## [TASK TO COMPLETE]
For every line in the material, output its text exactly and exclude any image it holds.
>>>
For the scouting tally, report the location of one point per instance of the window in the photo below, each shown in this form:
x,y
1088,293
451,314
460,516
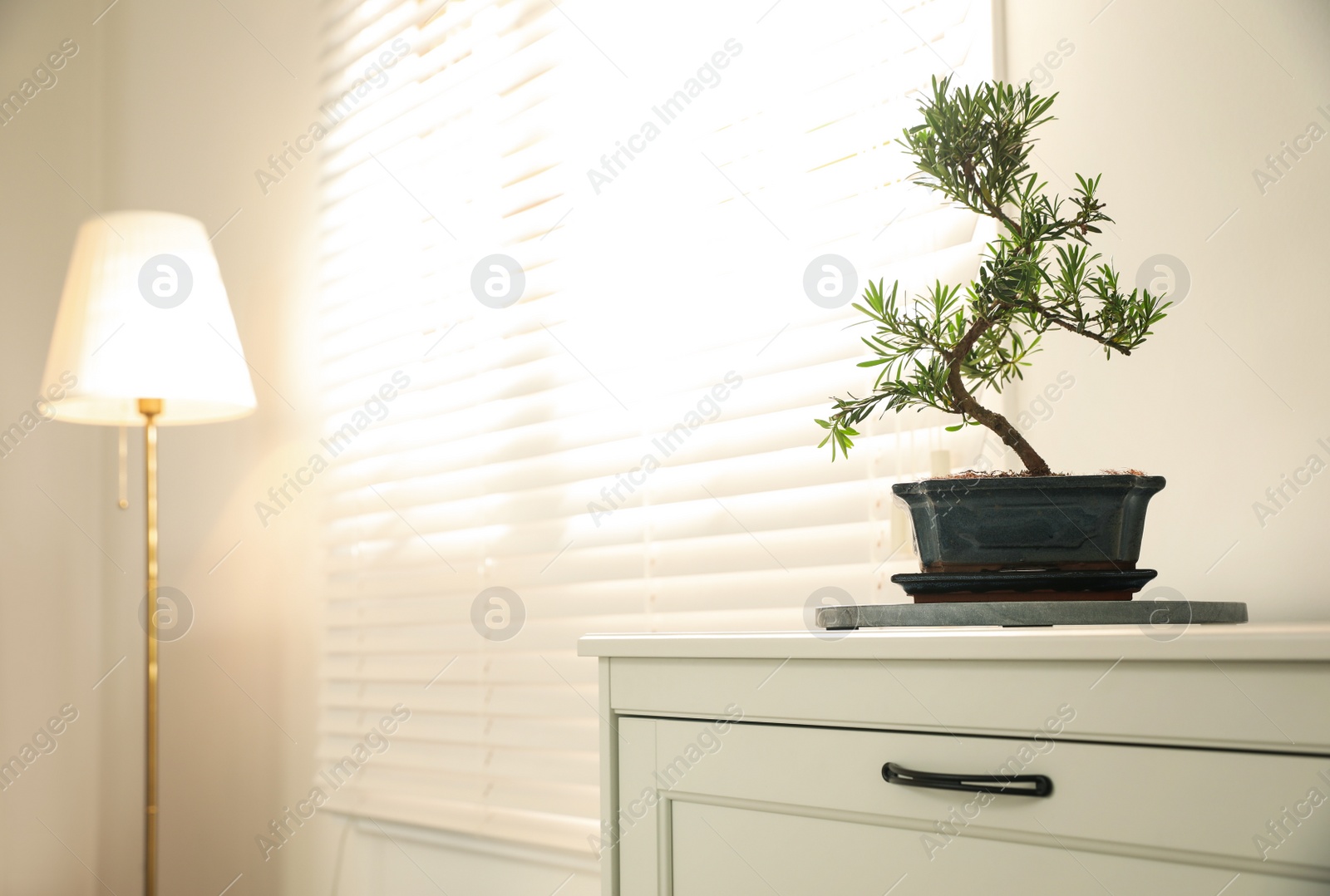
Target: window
x,y
629,446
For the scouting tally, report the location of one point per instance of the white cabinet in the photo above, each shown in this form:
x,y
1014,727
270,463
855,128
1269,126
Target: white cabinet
x,y
755,763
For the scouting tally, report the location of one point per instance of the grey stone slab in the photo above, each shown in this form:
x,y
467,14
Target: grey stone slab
x,y
1155,616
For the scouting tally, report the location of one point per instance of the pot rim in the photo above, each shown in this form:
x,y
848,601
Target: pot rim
x,y
1091,480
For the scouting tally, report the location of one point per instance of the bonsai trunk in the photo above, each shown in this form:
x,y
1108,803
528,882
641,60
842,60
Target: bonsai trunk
x,y
968,405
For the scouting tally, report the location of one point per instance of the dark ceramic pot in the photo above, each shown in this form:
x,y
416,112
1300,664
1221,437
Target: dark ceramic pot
x,y
1028,523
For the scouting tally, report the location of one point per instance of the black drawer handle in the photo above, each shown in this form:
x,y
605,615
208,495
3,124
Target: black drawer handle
x,y
1014,785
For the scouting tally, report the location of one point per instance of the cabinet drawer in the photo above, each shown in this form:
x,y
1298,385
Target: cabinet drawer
x,y
1228,810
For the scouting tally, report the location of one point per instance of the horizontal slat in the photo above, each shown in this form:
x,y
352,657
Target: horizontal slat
x,y
509,450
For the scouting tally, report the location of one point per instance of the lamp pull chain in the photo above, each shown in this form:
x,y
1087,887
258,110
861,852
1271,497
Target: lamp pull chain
x,y
123,495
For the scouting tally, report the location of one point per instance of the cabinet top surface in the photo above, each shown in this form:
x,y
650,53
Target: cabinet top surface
x,y
1293,642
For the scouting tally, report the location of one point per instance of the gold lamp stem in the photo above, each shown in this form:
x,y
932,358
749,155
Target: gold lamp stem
x,y
150,408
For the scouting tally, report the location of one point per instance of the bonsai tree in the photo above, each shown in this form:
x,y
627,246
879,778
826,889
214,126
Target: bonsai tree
x,y
941,348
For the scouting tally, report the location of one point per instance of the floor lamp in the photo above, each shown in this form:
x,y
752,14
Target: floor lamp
x,y
146,338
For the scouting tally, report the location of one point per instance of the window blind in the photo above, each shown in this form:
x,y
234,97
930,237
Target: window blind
x,y
631,445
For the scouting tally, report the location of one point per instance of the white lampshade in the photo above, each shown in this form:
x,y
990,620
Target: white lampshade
x,y
144,315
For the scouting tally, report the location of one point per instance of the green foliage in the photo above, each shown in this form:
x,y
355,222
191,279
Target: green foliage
x,y
937,348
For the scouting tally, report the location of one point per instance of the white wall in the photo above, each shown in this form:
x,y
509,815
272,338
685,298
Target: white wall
x,y
51,564
1176,104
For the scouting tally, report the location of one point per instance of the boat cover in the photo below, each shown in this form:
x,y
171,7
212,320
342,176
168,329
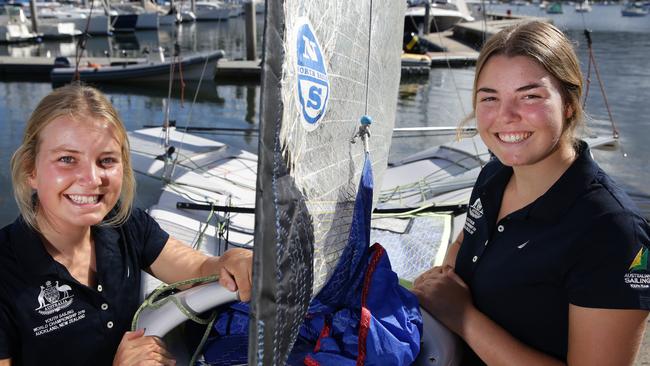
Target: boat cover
x,y
362,316
326,63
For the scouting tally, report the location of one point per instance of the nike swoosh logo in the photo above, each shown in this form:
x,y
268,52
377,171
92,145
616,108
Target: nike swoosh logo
x,y
521,246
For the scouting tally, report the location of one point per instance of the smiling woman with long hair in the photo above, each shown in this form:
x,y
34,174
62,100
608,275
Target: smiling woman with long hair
x,y
551,267
70,265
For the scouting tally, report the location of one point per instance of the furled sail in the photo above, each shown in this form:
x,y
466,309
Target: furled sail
x,y
326,63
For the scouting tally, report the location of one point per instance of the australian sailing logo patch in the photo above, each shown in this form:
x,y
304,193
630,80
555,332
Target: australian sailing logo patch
x,y
638,275
53,298
476,209
313,84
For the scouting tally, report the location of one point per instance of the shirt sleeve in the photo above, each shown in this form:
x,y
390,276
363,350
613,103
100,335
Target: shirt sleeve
x,y
151,237
610,270
7,334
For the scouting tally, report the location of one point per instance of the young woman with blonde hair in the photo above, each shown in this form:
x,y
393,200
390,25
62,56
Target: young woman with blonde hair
<<<
## [ANSWER BELOW]
For the scouting tally, report the location of one point per instance of the window in the photo below, each shown in this form:
x,y
1088,293
451,314
460,516
Target: window
x,y
629,446
For the scouting tally, report the location of one point per instance of the white cabinet in the photo above, each shown in this form:
x,y
1014,727
270,463
855,128
1269,126
Target: white cabinet
x,y
755,763
For the scouting tally, report the location of one point per instance of the grey stone slab in the photo above, each shown in this form:
x,y
467,14
Target: grey stone slab
x,y
1155,616
For the scouting tally, report the location of one point per instance of the pot rim in the photo above, each shown in this form:
x,y
848,601
Target: pot rim
x,y
1091,480
For the scouting tally, report the location of one point per instance of the bonsai trunk in the photo above, each shown in this form:
x,y
1108,803
528,882
641,60
842,60
Target: bonsai trunk
x,y
968,405
For the scouting tally, report the location of one point per instance of the dark ceramic pot in the photo above, each shown in this form:
x,y
416,112
1300,664
1221,437
Target: dark ceramic pot
x,y
1028,523
For the scouting tally, report the location of one point per instance of the black drawer handle in the photo above, each shown in this form:
x,y
605,615
208,495
3,124
Target: black drawer handle
x,y
1014,785
For the scouting tally, report the location of one point per instance of the cabinet drawer in the photo above, each shown in this form:
x,y
1298,385
Target: cabinet drawer
x,y
1228,810
For the scouting tally, report the location of one point per instance of the horizontal slat in the photo above, each shown in this form:
x,y
352,657
Target: horizontal slat
x,y
509,450
For the scouting tally, report the location of one point per instance of the lamp pull chain in the photo above, each shown in this form:
x,y
1087,887
258,110
861,852
1271,497
Target: lamp pull chain
x,y
123,495
For the scouting tally, report the location of one point per instance of the cabinet top surface in the photo above, each shown in this form:
x,y
650,53
Target: cabinet top surface
x,y
1293,642
For the scouting tally, report the location of one point per instance of the gold lamp stem in the photo above, each shown in this form:
x,y
932,358
749,155
Target: gold lamp stem
x,y
150,408
For the scouting tally, report the location of one point per instance of the bonsai tree in the photo above, each shown in this form:
x,y
627,246
879,778
826,889
214,126
Target: bonsai tree
x,y
941,348
For the scouting tally, report the location of one point per instance of the floor lamp in the photo above, each shown in this form:
x,y
752,14
Target: floor lamp
x,y
146,338
For the scouting tally, report the location of one point per instance of the window blind in the photo above, each shown in this form:
x,y
234,97
930,237
Target: window blind
x,y
631,445
For the scouting tally, report the location of one point per instance of the white lampshade in the photo above, each shown in this form:
x,y
990,620
Target: white lampshade
x,y
144,315
For the scouting tally, report the location of one point per instance of the green foliage in the photo above, each shown in this form:
x,y
355,222
191,279
Target: green foliage
x,y
937,348
For the scouting tally, report the location of one point per instance of the white wall in the photo above, each shown in this form:
x,y
509,815
272,338
685,298
Target: white wall
x,y
51,564
1176,104
For the scouting tally, report the location of one point per instance of the boat cover in the photo below, each shown in this form:
x,y
171,7
212,320
342,176
168,329
Target: boat cover
x,y
362,316
326,63
For the scouting tally, report the location of one point per instance of the nike swoosh logo in the photo above, each shown in this form:
x,y
268,52
377,171
92,145
616,108
Target: nike swoosh logo
x,y
521,246
For the scouting tally, report the location of one point per instance of the smiling woman with long hair in the photo above, each shown in this form:
x,y
34,174
62,100
608,275
Target: smiling woman with long hair
x,y
551,267
70,265
For the scouting tally, report the location of one point per instance of the furled sail in the photo above, each shown in this form:
x,y
466,309
Target: furled sail
x,y
326,63
For the scouting tally, report the location of one point per instance of the australian sailing logo patch in the photo above, each shown in this form:
x,y
304,193
630,80
555,332
Target: australian sailing logo patch
x,y
638,275
53,298
476,209
313,84
For the scouting tally, report the location of one point per instance of the shirt sleeve in the photo above, each shown in this form:
x,y
390,276
363,350
613,103
100,335
Target: shirt sleeve
x,y
151,237
610,270
7,334
For the scouting tally, report the location of one point per instance of the young woman with blonde hair in the photo above, each shown in this form:
x,y
393,200
390,25
62,56
Target: young woman with blonde hair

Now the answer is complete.